### Written tasks
A: Reproduce everything in the Mounir El Hajj biography from "Leader of the" down to "1999 until 2001." without changing a word.
B: According to the Mounir El Hajj biography, in what year did he join the Kataeb Party?

─── Source extract

Leader of the Kataeb Party
- In office March 21, 1999 – October 4, 2001
- Preceded by: Georges Saadeh
- Succeeded by: Karim Pakradouni

Personal details
- Born: 1936 (age 89–90) Baskinta, Lebanon
- Occupation: Politician, lawyer

= Mounir El Hajj =

Mounir El Hajj (منير الحاج; born 1936) is a Lebanese politician and lawyer who headed the Kataeb Party from 1999 until 2001.

== Early life and education ==
Mounir El Hajj was raised by a Maronite family in the town of Baskinta. He completed his primary education in Baskinta and his secondary education in Gemayzeh. In 1960, she obtained a degree in French and Lebanese law from Saint Joseph University of Beirut.

== Politics ==
He joined the Kataeb Party in 1957 and served in the northern Matn district as secretary in 1958 and then the presidency in 1963. He presented himself in 1970 as a candidate for the party in the parliamentary by-elections in the Metn district after the death of Maurice Gemayel and obtained the support of the bases, but the Politburo preferred him to the president's son, Amin Gemayel, who eventually won the seat after defeating Fouad Lahoud. He entered the Political Bureau in 1972 and in 1987 he took over the General Secretariat.

──────
─── Given information

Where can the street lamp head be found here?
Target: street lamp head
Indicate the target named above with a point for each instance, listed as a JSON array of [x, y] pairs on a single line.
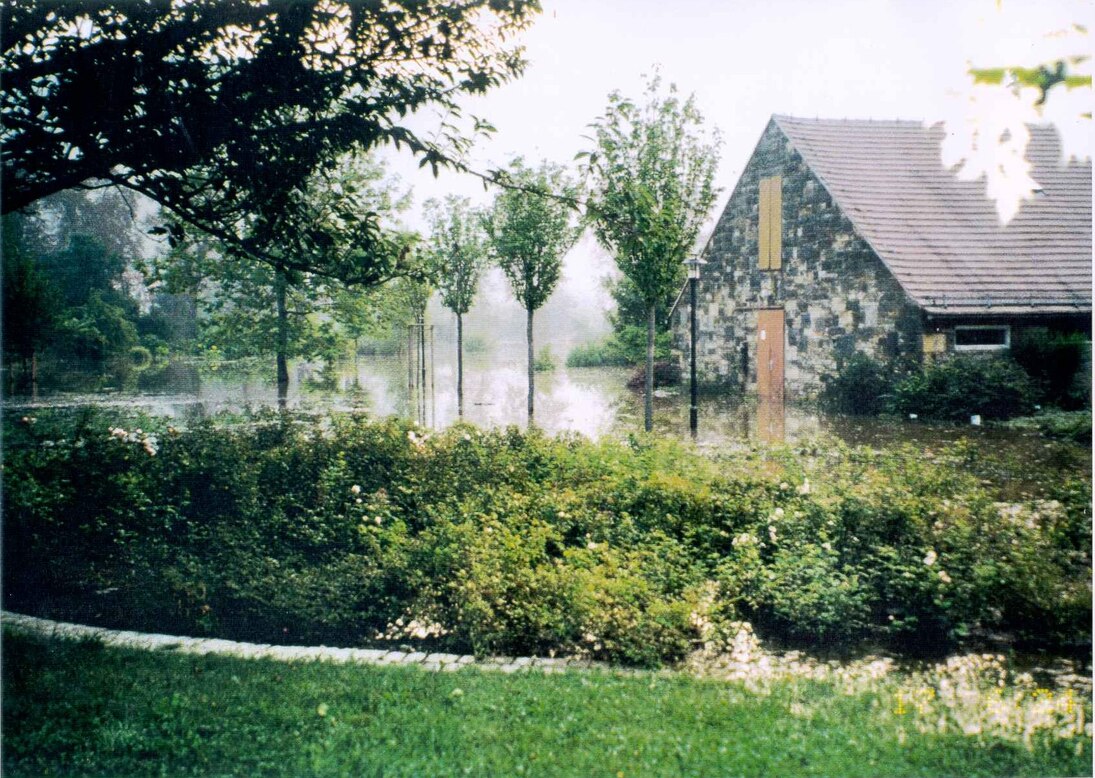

──────

### Completed exercise
A:
Leader of the Kataeb Party
- In office March 21, 1999 – October 4, 2001
- Preceded by: Georges Saadeh
- Succeeded by: Karim Pakradouni

Personal details
- Born: 1936 (age 89–90) Baskinta, Lebanon
- Occupation: Politician, lawyer

= Mounir El Hajj =

Mounir El Hajj (منير الحاج; born 1936) is a Lebanese politician and lawyer who headed the Kataeb Party from 1999 until 2001.

B: 1957